### [Task to complete]
The lines you return must be all those in the data that hold the string "suit".

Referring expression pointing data
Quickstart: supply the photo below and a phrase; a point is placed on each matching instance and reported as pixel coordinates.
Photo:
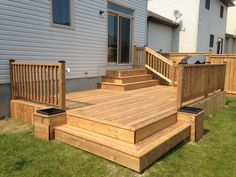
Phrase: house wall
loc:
(160, 36)
(185, 37)
(26, 34)
(231, 22)
(210, 23)
(230, 45)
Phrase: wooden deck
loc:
(133, 109)
(129, 116)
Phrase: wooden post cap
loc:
(61, 61)
(12, 60)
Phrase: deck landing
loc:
(129, 116)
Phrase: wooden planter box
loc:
(44, 125)
(197, 124)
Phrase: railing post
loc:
(224, 77)
(11, 79)
(134, 56)
(173, 73)
(145, 56)
(62, 78)
(207, 77)
(180, 86)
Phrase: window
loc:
(221, 11)
(211, 40)
(61, 12)
(120, 9)
(207, 4)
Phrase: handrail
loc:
(156, 63)
(41, 83)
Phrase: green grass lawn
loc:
(214, 155)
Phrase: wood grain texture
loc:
(36, 82)
(136, 157)
(199, 80)
(156, 63)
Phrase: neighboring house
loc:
(90, 35)
(202, 24)
(230, 38)
(161, 32)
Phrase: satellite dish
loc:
(177, 14)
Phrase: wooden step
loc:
(134, 156)
(123, 73)
(127, 79)
(129, 86)
(129, 134)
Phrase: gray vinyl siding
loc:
(26, 34)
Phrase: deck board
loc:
(134, 109)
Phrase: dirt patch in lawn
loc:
(10, 125)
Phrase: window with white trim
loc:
(61, 12)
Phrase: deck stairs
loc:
(132, 147)
(124, 80)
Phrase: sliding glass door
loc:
(119, 34)
(112, 38)
(124, 40)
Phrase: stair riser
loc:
(99, 150)
(128, 87)
(160, 150)
(130, 136)
(111, 87)
(154, 127)
(125, 73)
(136, 163)
(126, 80)
(141, 85)
(102, 128)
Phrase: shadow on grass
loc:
(206, 131)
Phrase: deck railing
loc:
(156, 63)
(42, 83)
(177, 57)
(196, 81)
(230, 80)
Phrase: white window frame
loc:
(131, 17)
(72, 20)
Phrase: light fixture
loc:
(177, 14)
(101, 12)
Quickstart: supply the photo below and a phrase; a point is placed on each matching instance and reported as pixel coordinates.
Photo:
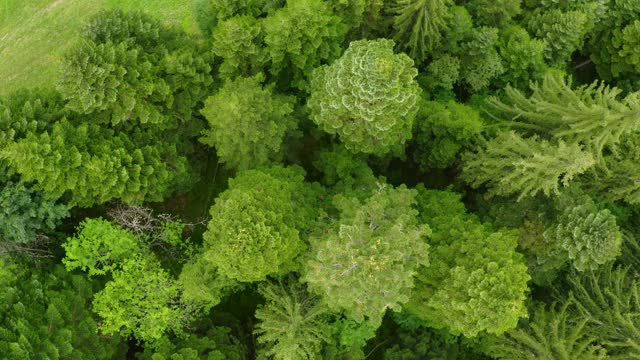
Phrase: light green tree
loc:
(247, 123)
(512, 165)
(293, 324)
(365, 262)
(258, 225)
(368, 97)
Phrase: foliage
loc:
(494, 13)
(237, 42)
(609, 300)
(590, 115)
(99, 247)
(131, 68)
(45, 315)
(247, 123)
(562, 32)
(368, 97)
(523, 57)
(358, 265)
(551, 333)
(512, 165)
(589, 236)
(476, 280)
(217, 344)
(140, 300)
(418, 25)
(93, 165)
(442, 131)
(293, 325)
(300, 37)
(258, 224)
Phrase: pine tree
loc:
(418, 25)
(512, 165)
(590, 115)
(364, 263)
(368, 97)
(293, 324)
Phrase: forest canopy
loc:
(329, 179)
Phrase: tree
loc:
(93, 165)
(259, 224)
(238, 42)
(418, 25)
(480, 61)
(609, 300)
(131, 68)
(99, 247)
(141, 300)
(494, 13)
(512, 165)
(476, 280)
(358, 265)
(562, 32)
(300, 37)
(45, 315)
(442, 131)
(368, 97)
(248, 123)
(552, 332)
(588, 236)
(293, 325)
(523, 57)
(590, 115)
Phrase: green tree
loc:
(476, 280)
(523, 57)
(442, 131)
(44, 314)
(562, 32)
(94, 165)
(551, 332)
(99, 247)
(590, 115)
(131, 68)
(610, 301)
(365, 262)
(418, 25)
(238, 42)
(247, 123)
(368, 97)
(512, 165)
(293, 325)
(259, 224)
(300, 37)
(141, 300)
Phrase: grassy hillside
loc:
(34, 34)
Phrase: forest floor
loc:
(34, 34)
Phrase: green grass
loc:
(35, 34)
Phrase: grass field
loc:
(34, 34)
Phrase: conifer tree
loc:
(512, 165)
(293, 324)
(418, 25)
(551, 332)
(259, 223)
(368, 97)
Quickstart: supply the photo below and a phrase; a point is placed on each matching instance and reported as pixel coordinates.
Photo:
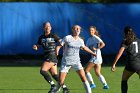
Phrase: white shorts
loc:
(96, 60)
(65, 68)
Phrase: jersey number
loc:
(136, 46)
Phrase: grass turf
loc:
(28, 80)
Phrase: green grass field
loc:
(28, 80)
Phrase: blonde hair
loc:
(96, 32)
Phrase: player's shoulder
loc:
(41, 36)
(97, 37)
(68, 36)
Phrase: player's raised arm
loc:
(88, 50)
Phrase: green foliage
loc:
(29, 80)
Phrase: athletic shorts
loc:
(96, 60)
(133, 67)
(65, 68)
(50, 58)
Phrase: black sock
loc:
(46, 76)
(124, 86)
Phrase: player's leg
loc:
(125, 76)
(138, 72)
(54, 74)
(86, 85)
(97, 69)
(44, 72)
(62, 75)
(88, 75)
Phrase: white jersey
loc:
(71, 50)
(94, 41)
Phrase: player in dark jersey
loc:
(132, 46)
(48, 41)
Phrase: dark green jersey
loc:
(133, 50)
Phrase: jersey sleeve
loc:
(82, 43)
(56, 37)
(62, 42)
(99, 39)
(87, 43)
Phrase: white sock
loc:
(102, 79)
(87, 87)
(52, 83)
(89, 77)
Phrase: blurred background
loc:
(21, 25)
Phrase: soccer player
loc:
(132, 46)
(72, 44)
(95, 44)
(48, 41)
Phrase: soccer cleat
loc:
(52, 88)
(66, 90)
(92, 86)
(56, 89)
(106, 87)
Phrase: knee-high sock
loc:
(47, 77)
(56, 77)
(102, 79)
(89, 77)
(124, 86)
(87, 87)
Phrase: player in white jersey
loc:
(72, 44)
(95, 44)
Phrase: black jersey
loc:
(48, 42)
(133, 50)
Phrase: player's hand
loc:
(113, 68)
(35, 47)
(94, 48)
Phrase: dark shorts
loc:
(50, 58)
(133, 67)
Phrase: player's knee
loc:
(56, 77)
(44, 73)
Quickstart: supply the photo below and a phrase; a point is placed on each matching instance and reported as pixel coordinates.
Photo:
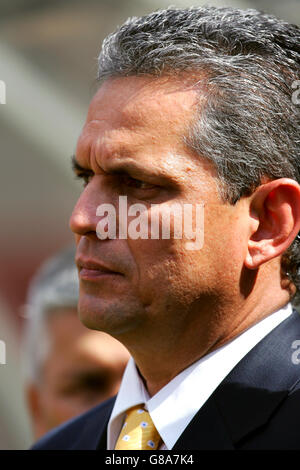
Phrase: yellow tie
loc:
(138, 432)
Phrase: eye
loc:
(137, 184)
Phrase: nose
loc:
(83, 219)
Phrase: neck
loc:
(163, 353)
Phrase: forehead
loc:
(133, 113)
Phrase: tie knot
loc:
(138, 431)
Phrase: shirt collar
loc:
(173, 407)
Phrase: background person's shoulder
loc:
(80, 433)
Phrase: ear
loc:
(275, 211)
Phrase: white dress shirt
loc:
(175, 405)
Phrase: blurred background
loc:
(48, 51)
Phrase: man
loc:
(67, 368)
(194, 108)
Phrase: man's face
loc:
(132, 145)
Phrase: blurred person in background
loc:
(68, 368)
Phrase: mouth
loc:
(90, 270)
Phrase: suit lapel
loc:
(249, 394)
(93, 434)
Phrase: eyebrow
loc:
(125, 168)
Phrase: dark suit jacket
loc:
(257, 406)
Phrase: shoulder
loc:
(83, 431)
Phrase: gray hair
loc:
(54, 286)
(247, 61)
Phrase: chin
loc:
(110, 317)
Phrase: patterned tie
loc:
(138, 432)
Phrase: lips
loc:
(89, 270)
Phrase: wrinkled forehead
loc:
(143, 102)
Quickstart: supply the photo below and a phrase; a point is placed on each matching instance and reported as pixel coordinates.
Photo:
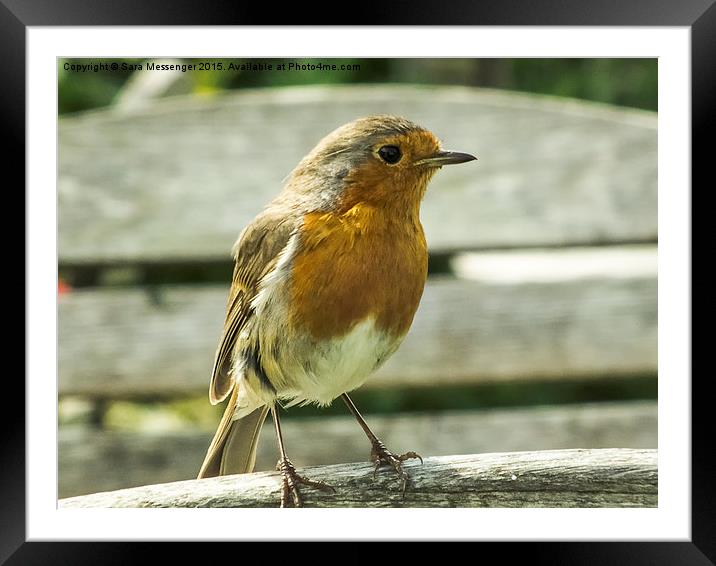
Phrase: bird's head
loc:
(381, 161)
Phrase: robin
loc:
(326, 282)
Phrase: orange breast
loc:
(359, 263)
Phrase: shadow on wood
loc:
(559, 478)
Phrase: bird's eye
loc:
(390, 154)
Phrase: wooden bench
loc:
(543, 266)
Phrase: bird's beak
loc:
(441, 158)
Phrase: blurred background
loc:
(538, 325)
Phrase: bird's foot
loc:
(381, 456)
(291, 481)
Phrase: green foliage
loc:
(626, 82)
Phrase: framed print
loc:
(544, 382)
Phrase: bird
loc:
(326, 282)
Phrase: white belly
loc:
(333, 367)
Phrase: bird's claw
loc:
(381, 456)
(290, 481)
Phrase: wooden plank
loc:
(564, 478)
(92, 460)
(180, 178)
(128, 342)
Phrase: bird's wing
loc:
(256, 253)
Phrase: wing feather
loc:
(255, 253)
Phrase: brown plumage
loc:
(326, 283)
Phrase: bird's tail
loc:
(233, 448)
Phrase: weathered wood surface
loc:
(564, 478)
(92, 460)
(584, 322)
(181, 177)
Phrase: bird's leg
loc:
(291, 479)
(379, 454)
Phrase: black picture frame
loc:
(698, 15)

### [Output of the exercise]
Phrase: suit lapel
Phrase: dark suit jacket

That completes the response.